======== Source data

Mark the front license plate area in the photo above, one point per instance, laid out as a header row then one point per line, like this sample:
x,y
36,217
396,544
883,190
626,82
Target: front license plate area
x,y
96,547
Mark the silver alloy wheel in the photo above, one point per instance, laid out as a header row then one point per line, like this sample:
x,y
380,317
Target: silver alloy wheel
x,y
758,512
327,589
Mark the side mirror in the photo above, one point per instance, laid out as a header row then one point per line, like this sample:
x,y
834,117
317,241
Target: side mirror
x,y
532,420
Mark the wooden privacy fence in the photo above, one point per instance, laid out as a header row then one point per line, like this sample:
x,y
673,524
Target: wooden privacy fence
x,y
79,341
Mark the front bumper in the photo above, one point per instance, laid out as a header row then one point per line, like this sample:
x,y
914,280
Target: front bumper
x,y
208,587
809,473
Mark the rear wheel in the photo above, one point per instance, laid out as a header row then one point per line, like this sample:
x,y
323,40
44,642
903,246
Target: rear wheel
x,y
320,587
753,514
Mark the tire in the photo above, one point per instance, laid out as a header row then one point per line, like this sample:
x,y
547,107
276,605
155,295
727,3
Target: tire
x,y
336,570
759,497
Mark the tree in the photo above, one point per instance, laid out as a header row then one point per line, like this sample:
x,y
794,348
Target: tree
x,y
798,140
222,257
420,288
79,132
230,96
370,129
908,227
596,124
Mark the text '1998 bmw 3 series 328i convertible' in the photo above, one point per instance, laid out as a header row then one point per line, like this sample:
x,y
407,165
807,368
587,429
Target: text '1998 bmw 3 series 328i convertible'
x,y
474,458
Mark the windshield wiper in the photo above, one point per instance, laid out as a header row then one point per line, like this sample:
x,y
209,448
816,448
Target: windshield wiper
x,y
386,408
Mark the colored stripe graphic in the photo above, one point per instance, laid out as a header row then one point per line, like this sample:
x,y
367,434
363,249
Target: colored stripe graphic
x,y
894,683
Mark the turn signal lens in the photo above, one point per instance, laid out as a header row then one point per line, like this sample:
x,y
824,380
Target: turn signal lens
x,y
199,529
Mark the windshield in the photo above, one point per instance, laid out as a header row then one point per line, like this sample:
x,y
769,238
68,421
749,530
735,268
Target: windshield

================

== Your instructions ==
Nothing in the material above may be skipped, so reproduce it all exactly.

== Result ==
Mark the front license plate area in the photo above, one point per instance, laid out as a header row then one point per line, like this sample:
x,y
36,217
396,544
883,190
626,82
Target: front license plate area
x,y
96,547
Mark the silver alloy wheel in the photo above, one point per instance, laid out as a header row then one point per line, like this sample:
x,y
380,317
Target: silver alloy wheel
x,y
758,512
327,589
Mark the side mirror in the photo above, one point per instance, laid out as a header row then one point per line, like this sample:
x,y
834,117
317,241
Target: side mirror
x,y
532,420
Mark the wooden privacy fence in the photo above, one point per instance, laid out as a header row then one point per line, like this sample:
x,y
673,524
Target: wooden privacy fence
x,y
79,341
Mark the front bumper in the photo above, one point per instance, laid out as a header row then one point per line, like this sample:
x,y
914,280
Target: front bumper
x,y
208,587
809,473
Mark the rear wheel in the photo above, one point per instance, laid out as a header row then one point per line, like this sample:
x,y
323,40
44,642
903,246
Target: rear wheel
x,y
320,587
753,514
Mark the tire in the photo above, one point per instance, laid out as a header row then one point per line, like this sample:
x,y
547,107
276,605
155,295
727,3
Target: tire
x,y
336,570
759,497
Mark the tree in the photo above, one point per instance, laid out as a header row then one point per line, like this sample:
x,y
794,348
Target: tree
x,y
798,140
222,257
420,288
79,132
230,96
370,129
908,227
596,124
Mark the text '1998 bmw 3 series 328i convertible' in the photo above, one point per instance, laid out as a header row then one point per line, like this sample:
x,y
407,165
807,368
587,429
Target: text '1998 bmw 3 series 328i convertible'
x,y
474,458
Mark the windshield wiper in the photo above, one point per instance, laid out as a header row then one point per line, like this sample:
x,y
209,448
816,448
Target: windshield wiper
x,y
386,408
Mark the colored stripe graphic in the photo above, one point per instance, laid out as a header row then one point per line, like this sample:
x,y
367,434
363,249
Target: colored stripe graphic
x,y
894,683
Mark the turn signal lens in the photo above, one point per instance, laid out as a header row then one point per line, like this sample:
x,y
824,380
Target: turn signal lens
x,y
199,529
Mark the windshield in the photo above, one point per instance, laid out as a header row then one point per line, like this sample:
x,y
769,238
68,421
749,530
735,268
Target: windshield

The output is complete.